Page excerpt |
○ ○ ○ ○

Irish passport holders need a visa for Egypt. Three routes lead to it — e-Visa online, Visa on Arrival at the airport, or a consular visa through the Egyptian Embassy in Dublin for longer stays. How each route works, the practical one-stop options from Dublin and Cork, and what changed with the Grand Egyptian Museum in 2026.

Aerial view of a bay near Sharm el-Sheikh on the Red Sea — thatched beach restaurants on stilts, turquoise lagoon water, jetties and offshore reefs.

Sharm el-Sheikh on the South Sinai: world-class diving and snorkelling, and the Sinai-only permit is free at the airport — a useful Irish winter-sun option without paperwork beyond a passport stamp.

sola_sola / Shutterstock

Do Irish travellers need a visa for Egypt?

Yes. Irish passport holders need a visa for every tourist entry into Egypt — the EU/Schengen framework does not extend to Egypt and Irish passports are not on any visa-free list for Egyptian immigration. For most travellers the e-Visa is the simplest path: applied online, normally issued in five to seven working days, USD 25 for a single-entry visa with thirty days of stay, USD 60 for the multi-entry version with up to ninety days inside a six-month validity window.

2026 is also not an ordinary travel year for Egypt. The Grand Egyptian Museum at Giza, two decades in the making, is fully open. Several restored royal tombs in Luxor — most recently the tomb of Amenhotep III — are accessible again. The classical Cairo–Nile–Red Sea route has refreshed itself. From Dublin the practical options are one-stop on Aer Lingus or BA via London Heathrow, Lufthansa via Frankfurt, KLM via Amsterdam, Turkish Airlines direct to Istanbul and onward, or Qatar Airways direct to Doha and onward.

This guide walks Irish travellers through the three application routes for the Egyptian visa in 2026, the South Sinai exception (a free permit at Sharm), passport edge cases (Irish residents on non-Irish passports, Northern Irish travellers using either Irish or UK passports, dual nationals), the Irish flight landscape, and the practical shape of a ten-to-fourteen-day trip. The Egypt travel overview is the longer read; the Egyptian Embassy in Dublin page covers consular contact details.

Three routes to the Egyptian visa for Irish passports

For Irish passport holders three routes are open in 2026 — the e-Visa before departure, the Visa on Arrival at the airport, or a consular visa through the Egyptian Embassy in Dublin. The e-Visa route has two parallel sub-paths: directly through the English-language government portal or through a visa service partner. Both end with the same visa and the same Egyptian fee.

1. e-Visa before departure — two Irish paths to the same visa. Directly through the official Egyptian Ministry of Foreign Affairs e-Visa portal: form in English, passport upload, photo, USD payment by Irish credit or debit card, five to seven working days of processing, confirmation as a PDF. Alternatively through a visa service partner: form filled with support, passport-data check before submission, status monitoring, modest service fee added to the Egyptian fee. Plan one to two weeks of lead time.

○ ○ ○ ○

Provided records |
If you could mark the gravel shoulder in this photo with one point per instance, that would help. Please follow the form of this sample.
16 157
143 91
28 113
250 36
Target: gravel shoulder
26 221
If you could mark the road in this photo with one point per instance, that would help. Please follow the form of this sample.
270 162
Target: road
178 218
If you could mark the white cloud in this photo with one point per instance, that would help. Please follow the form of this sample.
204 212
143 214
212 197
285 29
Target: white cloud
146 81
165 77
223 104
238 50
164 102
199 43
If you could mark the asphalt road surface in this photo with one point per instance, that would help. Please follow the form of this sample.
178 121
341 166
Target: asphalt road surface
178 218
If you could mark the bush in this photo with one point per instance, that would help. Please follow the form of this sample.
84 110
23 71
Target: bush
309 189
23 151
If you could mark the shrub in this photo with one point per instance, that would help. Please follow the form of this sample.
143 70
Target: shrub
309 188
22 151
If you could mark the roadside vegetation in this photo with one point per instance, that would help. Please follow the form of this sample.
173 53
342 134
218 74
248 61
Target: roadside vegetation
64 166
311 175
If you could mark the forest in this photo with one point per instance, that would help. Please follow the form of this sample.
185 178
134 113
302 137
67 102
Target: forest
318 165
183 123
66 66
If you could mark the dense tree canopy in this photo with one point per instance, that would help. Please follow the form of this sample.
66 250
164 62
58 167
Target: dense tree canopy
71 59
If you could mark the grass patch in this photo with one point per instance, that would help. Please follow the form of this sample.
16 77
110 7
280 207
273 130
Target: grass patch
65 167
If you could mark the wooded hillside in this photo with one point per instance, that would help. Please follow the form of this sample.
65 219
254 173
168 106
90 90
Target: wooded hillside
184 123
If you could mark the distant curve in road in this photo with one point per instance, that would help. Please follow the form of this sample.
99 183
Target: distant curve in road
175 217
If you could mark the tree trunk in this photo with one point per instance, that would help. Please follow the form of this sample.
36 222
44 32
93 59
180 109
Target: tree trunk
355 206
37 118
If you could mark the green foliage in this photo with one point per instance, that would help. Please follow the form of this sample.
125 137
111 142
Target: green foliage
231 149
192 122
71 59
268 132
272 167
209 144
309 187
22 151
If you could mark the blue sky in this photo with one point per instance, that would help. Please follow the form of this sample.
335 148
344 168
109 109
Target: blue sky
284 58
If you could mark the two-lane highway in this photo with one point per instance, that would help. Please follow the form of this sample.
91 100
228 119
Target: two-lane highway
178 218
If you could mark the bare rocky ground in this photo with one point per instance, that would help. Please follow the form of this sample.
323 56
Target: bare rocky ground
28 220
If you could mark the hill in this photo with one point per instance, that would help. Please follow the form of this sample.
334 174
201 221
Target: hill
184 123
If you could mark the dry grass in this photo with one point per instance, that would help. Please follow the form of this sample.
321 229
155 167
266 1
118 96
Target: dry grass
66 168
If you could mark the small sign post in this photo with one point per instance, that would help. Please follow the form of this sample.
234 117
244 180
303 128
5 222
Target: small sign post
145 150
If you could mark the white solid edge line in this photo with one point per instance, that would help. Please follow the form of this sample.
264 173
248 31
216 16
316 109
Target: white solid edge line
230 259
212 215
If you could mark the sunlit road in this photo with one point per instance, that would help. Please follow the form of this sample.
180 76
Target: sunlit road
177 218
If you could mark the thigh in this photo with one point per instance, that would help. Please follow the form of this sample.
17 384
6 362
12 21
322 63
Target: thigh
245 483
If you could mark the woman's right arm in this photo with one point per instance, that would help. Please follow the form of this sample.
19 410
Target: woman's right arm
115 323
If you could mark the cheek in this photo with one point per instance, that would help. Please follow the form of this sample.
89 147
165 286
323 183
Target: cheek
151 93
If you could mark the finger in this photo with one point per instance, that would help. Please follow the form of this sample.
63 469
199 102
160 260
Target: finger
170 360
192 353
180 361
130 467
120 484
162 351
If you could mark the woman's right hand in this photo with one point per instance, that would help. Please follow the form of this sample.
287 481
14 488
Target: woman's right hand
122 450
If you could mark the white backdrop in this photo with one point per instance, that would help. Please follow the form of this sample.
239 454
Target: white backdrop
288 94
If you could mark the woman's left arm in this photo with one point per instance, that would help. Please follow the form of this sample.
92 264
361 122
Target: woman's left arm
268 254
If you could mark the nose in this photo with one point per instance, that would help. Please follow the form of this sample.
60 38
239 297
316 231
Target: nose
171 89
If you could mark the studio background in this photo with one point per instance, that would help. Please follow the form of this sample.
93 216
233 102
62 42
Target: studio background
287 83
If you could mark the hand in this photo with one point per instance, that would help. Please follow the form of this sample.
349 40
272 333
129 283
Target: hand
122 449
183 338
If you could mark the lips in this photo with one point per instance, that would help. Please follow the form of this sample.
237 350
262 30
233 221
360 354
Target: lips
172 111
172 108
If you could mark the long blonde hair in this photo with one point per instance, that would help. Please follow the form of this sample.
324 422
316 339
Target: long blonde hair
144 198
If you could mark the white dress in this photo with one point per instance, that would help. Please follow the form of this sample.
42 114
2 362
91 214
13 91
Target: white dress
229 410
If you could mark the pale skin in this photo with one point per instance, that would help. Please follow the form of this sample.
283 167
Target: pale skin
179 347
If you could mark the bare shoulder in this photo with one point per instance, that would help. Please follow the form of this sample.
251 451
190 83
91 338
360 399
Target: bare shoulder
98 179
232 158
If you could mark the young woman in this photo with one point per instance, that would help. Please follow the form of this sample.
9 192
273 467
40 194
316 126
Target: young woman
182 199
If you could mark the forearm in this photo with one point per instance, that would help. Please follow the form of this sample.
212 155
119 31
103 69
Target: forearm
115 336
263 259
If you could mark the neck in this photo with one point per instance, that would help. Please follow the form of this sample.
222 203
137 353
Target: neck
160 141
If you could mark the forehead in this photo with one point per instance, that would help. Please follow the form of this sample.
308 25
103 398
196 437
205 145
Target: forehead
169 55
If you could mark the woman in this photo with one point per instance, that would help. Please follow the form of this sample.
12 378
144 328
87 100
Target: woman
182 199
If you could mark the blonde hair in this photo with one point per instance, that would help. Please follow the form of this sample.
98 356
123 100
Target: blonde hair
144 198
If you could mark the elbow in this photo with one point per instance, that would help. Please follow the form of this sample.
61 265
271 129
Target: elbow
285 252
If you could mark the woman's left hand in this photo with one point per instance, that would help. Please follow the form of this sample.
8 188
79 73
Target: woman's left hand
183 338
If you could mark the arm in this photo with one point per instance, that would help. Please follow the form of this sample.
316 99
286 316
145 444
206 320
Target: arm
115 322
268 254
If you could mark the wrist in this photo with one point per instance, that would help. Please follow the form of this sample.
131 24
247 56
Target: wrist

○ ○ ○ ○

Written request 1 |
In the Egypt visa guide, what is the fee for a single-entry e-Visa?
Written request 2 |
Please copy word for word everything in the Egypt visa guide from "sola_sola / Shutterstock" down to "six-month validity window.".

Task solution 1 |
USD 25, with thirty days of stay.

Task solution 2 |
sola_sola / Shutterstock

Do Irish travellers need a visa for Egypt?

Yes. Irish passport holders need a visa for every tourist entry into Egypt — the EU/Schengen framework does not extend to Egypt and Irish passports are not on any visa-free list for Egyptian immigration. For most travellers the e-Visa is the simplest path: applied online, normally issued in five to seven working days, USD 25 for a single-entry visa with thirty days of stay, USD 60 for the multi-entry version with up to ninety days inside a six-month validity window.